WRITTEN PROBLEM – Give all the lines below again, exactly, with no pictures.

※

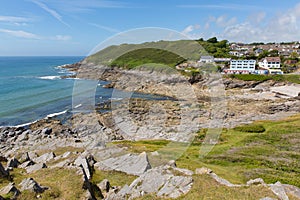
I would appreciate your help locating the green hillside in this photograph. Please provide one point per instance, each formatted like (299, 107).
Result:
(162, 52)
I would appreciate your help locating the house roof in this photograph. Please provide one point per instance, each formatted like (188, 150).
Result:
(272, 59)
(207, 57)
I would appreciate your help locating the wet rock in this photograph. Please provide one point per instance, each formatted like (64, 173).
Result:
(129, 163)
(31, 185)
(10, 188)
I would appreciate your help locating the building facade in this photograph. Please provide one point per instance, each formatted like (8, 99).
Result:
(272, 64)
(242, 65)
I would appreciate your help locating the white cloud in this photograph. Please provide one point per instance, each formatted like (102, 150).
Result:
(222, 21)
(189, 29)
(28, 35)
(220, 6)
(13, 19)
(20, 34)
(52, 12)
(104, 27)
(282, 27)
(258, 27)
(61, 37)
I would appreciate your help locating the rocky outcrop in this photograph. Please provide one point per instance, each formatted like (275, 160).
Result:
(3, 173)
(35, 167)
(129, 163)
(10, 188)
(31, 185)
(160, 181)
(279, 191)
(13, 163)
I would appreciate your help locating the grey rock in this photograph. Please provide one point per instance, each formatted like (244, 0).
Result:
(203, 170)
(292, 190)
(10, 188)
(13, 163)
(104, 185)
(83, 162)
(3, 173)
(256, 181)
(47, 131)
(129, 163)
(35, 167)
(279, 191)
(176, 186)
(159, 180)
(44, 158)
(31, 185)
(26, 164)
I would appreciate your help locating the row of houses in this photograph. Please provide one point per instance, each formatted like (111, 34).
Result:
(268, 65)
(239, 49)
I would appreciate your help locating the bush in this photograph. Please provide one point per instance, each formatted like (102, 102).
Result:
(250, 128)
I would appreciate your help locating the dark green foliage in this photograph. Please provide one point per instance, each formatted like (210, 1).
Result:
(250, 128)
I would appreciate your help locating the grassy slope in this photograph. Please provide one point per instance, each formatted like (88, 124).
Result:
(239, 156)
(161, 52)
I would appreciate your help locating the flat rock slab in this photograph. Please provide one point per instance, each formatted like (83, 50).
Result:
(159, 180)
(31, 185)
(129, 163)
(36, 167)
(288, 90)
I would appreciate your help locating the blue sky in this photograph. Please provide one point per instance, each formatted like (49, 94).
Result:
(75, 27)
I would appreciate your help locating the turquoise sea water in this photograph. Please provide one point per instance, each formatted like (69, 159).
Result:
(31, 89)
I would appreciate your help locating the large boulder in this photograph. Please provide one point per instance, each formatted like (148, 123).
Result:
(45, 158)
(36, 167)
(13, 163)
(84, 164)
(129, 163)
(279, 191)
(292, 190)
(31, 185)
(160, 181)
(10, 188)
(3, 173)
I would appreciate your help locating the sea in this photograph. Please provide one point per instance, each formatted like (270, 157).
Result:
(32, 88)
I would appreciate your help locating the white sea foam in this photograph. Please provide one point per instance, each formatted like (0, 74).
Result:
(56, 114)
(49, 77)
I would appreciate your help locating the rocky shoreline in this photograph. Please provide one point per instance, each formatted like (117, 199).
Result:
(84, 137)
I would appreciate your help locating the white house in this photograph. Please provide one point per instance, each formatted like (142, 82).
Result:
(242, 65)
(272, 64)
(206, 59)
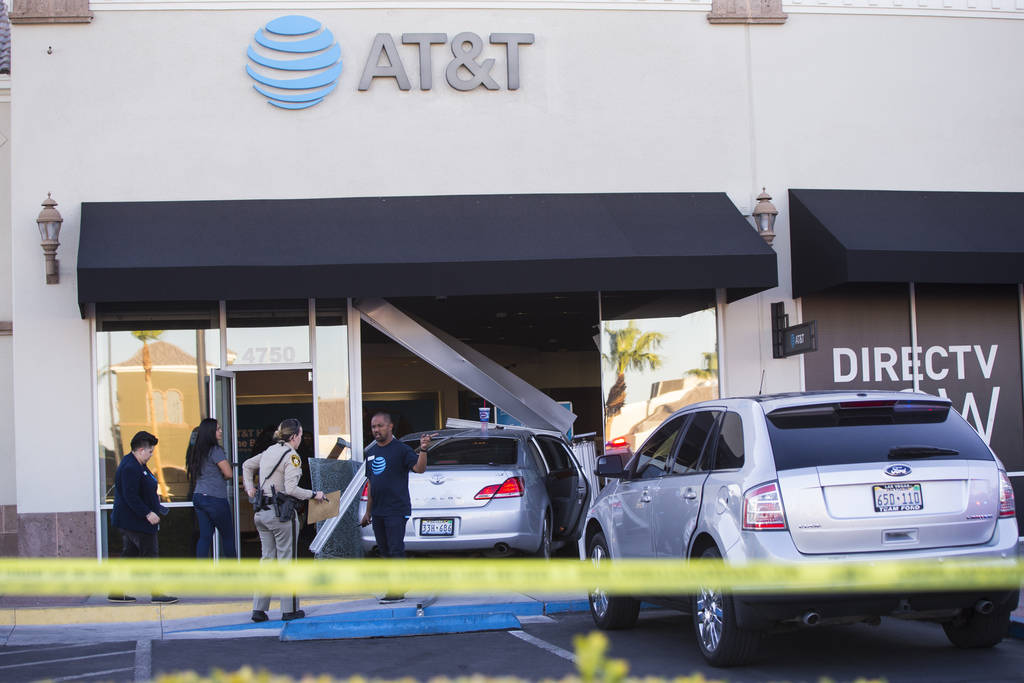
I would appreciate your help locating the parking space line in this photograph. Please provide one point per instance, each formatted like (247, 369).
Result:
(143, 659)
(91, 675)
(543, 644)
(47, 649)
(84, 656)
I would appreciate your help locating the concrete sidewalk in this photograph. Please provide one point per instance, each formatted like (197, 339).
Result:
(43, 621)
(28, 621)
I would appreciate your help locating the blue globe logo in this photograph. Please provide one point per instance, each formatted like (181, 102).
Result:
(299, 61)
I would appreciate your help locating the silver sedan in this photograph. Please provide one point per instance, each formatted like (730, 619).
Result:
(499, 491)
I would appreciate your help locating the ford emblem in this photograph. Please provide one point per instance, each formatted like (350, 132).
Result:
(897, 470)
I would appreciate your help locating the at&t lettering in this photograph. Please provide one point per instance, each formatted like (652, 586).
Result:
(465, 71)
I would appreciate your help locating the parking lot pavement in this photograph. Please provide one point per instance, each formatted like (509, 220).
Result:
(105, 662)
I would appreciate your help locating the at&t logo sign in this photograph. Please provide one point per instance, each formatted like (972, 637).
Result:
(300, 61)
(296, 61)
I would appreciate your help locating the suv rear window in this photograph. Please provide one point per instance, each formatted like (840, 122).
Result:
(870, 432)
(470, 452)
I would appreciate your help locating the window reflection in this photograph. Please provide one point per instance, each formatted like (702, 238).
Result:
(332, 378)
(153, 380)
(653, 367)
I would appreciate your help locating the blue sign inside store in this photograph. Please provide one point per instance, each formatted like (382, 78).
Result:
(503, 418)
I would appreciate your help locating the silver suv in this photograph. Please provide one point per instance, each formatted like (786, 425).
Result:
(808, 477)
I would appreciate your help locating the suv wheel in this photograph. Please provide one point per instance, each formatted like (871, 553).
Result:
(972, 630)
(721, 641)
(609, 612)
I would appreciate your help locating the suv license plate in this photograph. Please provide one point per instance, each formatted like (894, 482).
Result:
(436, 527)
(897, 497)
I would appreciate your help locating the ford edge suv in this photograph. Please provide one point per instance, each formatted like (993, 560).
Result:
(809, 477)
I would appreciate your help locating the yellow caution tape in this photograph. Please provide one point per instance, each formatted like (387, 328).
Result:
(461, 577)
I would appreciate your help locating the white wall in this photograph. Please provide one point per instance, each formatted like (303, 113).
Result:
(152, 104)
(8, 483)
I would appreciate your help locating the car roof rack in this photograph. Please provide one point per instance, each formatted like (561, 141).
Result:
(456, 423)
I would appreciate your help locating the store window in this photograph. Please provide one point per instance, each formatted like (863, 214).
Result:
(652, 367)
(152, 370)
(332, 378)
(262, 333)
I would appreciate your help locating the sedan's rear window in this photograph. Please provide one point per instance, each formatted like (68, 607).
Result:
(870, 432)
(469, 452)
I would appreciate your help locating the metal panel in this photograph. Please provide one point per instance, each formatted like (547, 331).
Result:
(471, 369)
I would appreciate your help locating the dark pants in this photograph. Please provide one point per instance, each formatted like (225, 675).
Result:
(213, 512)
(136, 544)
(390, 535)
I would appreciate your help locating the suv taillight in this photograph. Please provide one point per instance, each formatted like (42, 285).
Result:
(511, 487)
(763, 508)
(1007, 508)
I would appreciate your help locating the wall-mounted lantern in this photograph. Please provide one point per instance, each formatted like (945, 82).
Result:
(49, 233)
(764, 216)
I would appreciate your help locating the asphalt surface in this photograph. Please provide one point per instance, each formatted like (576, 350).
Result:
(660, 644)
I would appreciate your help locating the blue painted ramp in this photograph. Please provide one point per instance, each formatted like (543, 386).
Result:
(407, 626)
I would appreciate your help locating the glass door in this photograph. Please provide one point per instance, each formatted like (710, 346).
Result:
(222, 402)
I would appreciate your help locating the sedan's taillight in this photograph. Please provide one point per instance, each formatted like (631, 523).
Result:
(763, 508)
(511, 487)
(1007, 508)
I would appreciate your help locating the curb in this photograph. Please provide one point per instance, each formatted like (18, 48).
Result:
(407, 626)
(1016, 628)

※

TASK OUTPUT –
I would appreciate your help locating the green hillside in this photograph. Please provide one point per instance, each formatted like (299, 107).
Result:
(162, 52)
I would appreciate your help locating the house roof in this photograph. Please provide one point per instance, each formatted like (188, 150).
Result:
(272, 59)
(207, 57)
I would appreciate your help locating the wet rock in this photograph. Please provide one point per instance, each formatted like (64, 173).
Result:
(129, 163)
(31, 185)
(10, 188)
I would appreciate your help locating the building facade in this photograph. Please provide one point per instance, each formatted like (8, 99).
Result:
(272, 64)
(242, 65)
I would appreciate your help locating the white cloud in this photograph. Please provide one point per instance, each formatted like (102, 150).
Result:
(222, 21)
(189, 29)
(28, 35)
(220, 6)
(13, 19)
(20, 34)
(52, 12)
(104, 27)
(282, 27)
(258, 27)
(61, 37)
I would appreciate your help locating the rocky outcrop in this photograph. Please provide one point per instance, each formatted like (275, 160).
Result:
(3, 173)
(35, 167)
(129, 163)
(10, 188)
(31, 185)
(160, 181)
(279, 191)
(13, 163)
I would appreciate your help locating the grey rock in this photograph. Please provide one point per instance, each formatted like (244, 0).
Result:
(203, 170)
(292, 190)
(10, 188)
(13, 163)
(104, 185)
(83, 162)
(3, 173)
(256, 181)
(47, 131)
(129, 163)
(35, 167)
(279, 191)
(176, 186)
(159, 180)
(44, 158)
(31, 185)
(26, 164)
I would appreciate your help locating the row of houses in this photograph. Please provide one point per instance, each formatted like (111, 34).
Result:
(268, 65)
(239, 49)
I would appreciate your help locating the bush in this photograph. Please provide one point per instance, each formatted like (102, 102).
Result:
(250, 128)
I would appreciate your help locating the dark green foliage in this photograph. Please provide one point per instance, each formatted like (210, 1).
Result:
(250, 128)
I would appreciate your help locating the grassy slope in this photograph. Please provide one point per instance, each formatted like (88, 124).
Result:
(239, 156)
(161, 52)
I would appreciate your help locating the flat rock slab in this photograph. Please provide one point per instance, each formatted like (83, 50).
Result:
(159, 180)
(31, 185)
(129, 163)
(36, 167)
(288, 90)
I would appreciate your help locating the blue sky in this photograph. Please provide one point per instance, each formatted like (49, 94).
Result:
(75, 27)
I would appreciate your help locating the turquoise sea water in this photograph. Please provide one point per instance, each formatted like (69, 159).
Result:
(31, 89)
I would appreciate your help locating the large boulder in this photograph. Please provide one point per instance, each formatted like (148, 123).
Result:
(45, 158)
(36, 167)
(13, 163)
(84, 164)
(129, 163)
(279, 191)
(292, 190)
(31, 185)
(160, 181)
(10, 188)
(3, 173)
I would appreciate your help locating the sea in this photograph. Please provide one point per instance, each formatted like (270, 157).
Result:
(32, 88)
I would appreciate your help locating the white sea foam in this photograph. Please provide one point per instance, each formatted like (0, 74).
Result:
(56, 114)
(49, 77)
I would appreciate your help locating the rocky shoreline in this photograph. Please provide one point per instance, each formatted like (117, 199).
Result:
(84, 137)
I would appreciate your help locating the white house in this photograph. Please provide one point per instance, each formatted like (142, 82).
Result:
(242, 65)
(272, 64)
(206, 59)
I would appreciate your help locating the parking space line in this photograph. Please provide one point per instance, each formatted like (247, 369).
Result:
(143, 659)
(91, 675)
(543, 644)
(47, 649)
(84, 656)
I would appreciate your help locating the concrete sidewalk in this photograph. Please provide one point per instance, each formatted like (197, 339).
Result:
(43, 621)
(28, 621)
I would appreciate your help locating the blue globe logo in this photograph. Please provide one point per instance, each formatted like (181, 102).
Result:
(299, 61)
I would appreciate your help locating the silver sedan in this photograph. Please provide one point per instance, each formatted like (730, 619).
Result:
(499, 491)
I would appreciate your help locating the ford emblem in this photograph. Please provide one point per instance, each formatted like (350, 132).
Result:
(897, 470)
I would appreciate your help locating the at&t lettering in this photograph. Please provide one point per instance, each formatted like (652, 586).
Result:
(465, 71)
I would appreciate your help locating the parking lot pavement in this photograph. Please provide one point per instance, each formatted like (509, 220).
Result:
(105, 662)
I would appreciate your help locating the at&t logo sign in this photograph. Please provide one point per instance, each formatted like (972, 637).
Result:
(300, 61)
(296, 61)
I would appreciate your help locating the suv rear window in this photograph. Please provide one point per instance, each formatted like (840, 122).
Result:
(870, 432)
(470, 452)
I would appreciate your help locating the window reflection in this photograph. Please provide one point per instance, each formatted like (702, 238).
Result:
(332, 378)
(153, 380)
(653, 367)
I would appreciate your help locating the blue sign inside store in this photograph. Please provide one point per instance, each formatted like (382, 78).
Result:
(503, 418)
I would appreciate your help locating the silver suv in this photograph. Please provide one point per instance, each formatted like (786, 425).
Result:
(808, 477)
I would appreciate your help locating the suv wheel in this photograph. Please provide one point per instance, each formatted like (871, 553).
Result:
(972, 630)
(721, 641)
(609, 612)
I would appreciate your help locating the suv license plate in this photograph. Please provide one point per instance, each formatted like (894, 482).
Result:
(436, 527)
(897, 497)
I would appreciate your help locating the ford edge suv in this photograph. Please provide one point per instance, each formatted like (993, 560).
Result:
(809, 477)
I would appreciate your help locating the yellow caution tape in this photograph. Please provide one point per instance, each formatted like (387, 328).
Result:
(461, 577)
I would appreciate your help locating the white wall in this photograph. Please provide one point per instance, each formatted like (303, 113).
Result:
(152, 104)
(8, 483)
I would appreciate your help locating the car roof rack in this photograph. Please provide one point per instance, each formatted like (561, 141).
Result:
(456, 423)
I would appreciate your help locating the store window in this photograph. Please provide one point per instance, each formatted like (863, 214).
Result:
(652, 367)
(152, 370)
(332, 378)
(262, 333)
I would appreciate your help locating the sedan's rear window in this photograph. Please provide one point per instance, each formatted like (68, 607).
Result:
(870, 432)
(469, 452)
I would appreciate your help locating the metal panel in this photograph. Please provide one point per instance, each formatted like (547, 331).
Result:
(471, 369)
I would appreciate your help locating the dark pants in this photograph. Please provide one point per instance, each formatted like (225, 675).
Result:
(213, 512)
(136, 544)
(390, 535)
I would appreciate your help locating the suv taillight in this photograph. Please provide one point per instance, each formatted like (42, 285).
Result:
(511, 487)
(763, 508)
(1007, 508)
I would appreciate your help locating the wall-mounted lantern in this photograph. Please provide one point per instance, each formatted like (945, 82).
Result:
(49, 233)
(764, 216)
I would appreciate your help locating the asphalt surface in this photograph. Please provide one point per instance, each formatted like (576, 350).
Result:
(660, 644)
I would appreciate your help locating the blue painted ramp in this photograph. Please provide one point per instance, each formatted like (543, 386).
Result:
(407, 626)
I would appreciate your help locating the glass door in this photograph. Please provide one point per instance, each formatted like (710, 346).
Result:
(222, 402)
I would appreciate your help locating the sedan's taillight in this photograph. Please provide one point per instance, each formatted like (631, 523).
Result:
(763, 508)
(511, 487)
(1007, 508)
I would appreciate your help locating the curb in this photograph. Please provide one point per instance, each formatted like (18, 48).
Result:
(407, 626)
(1016, 628)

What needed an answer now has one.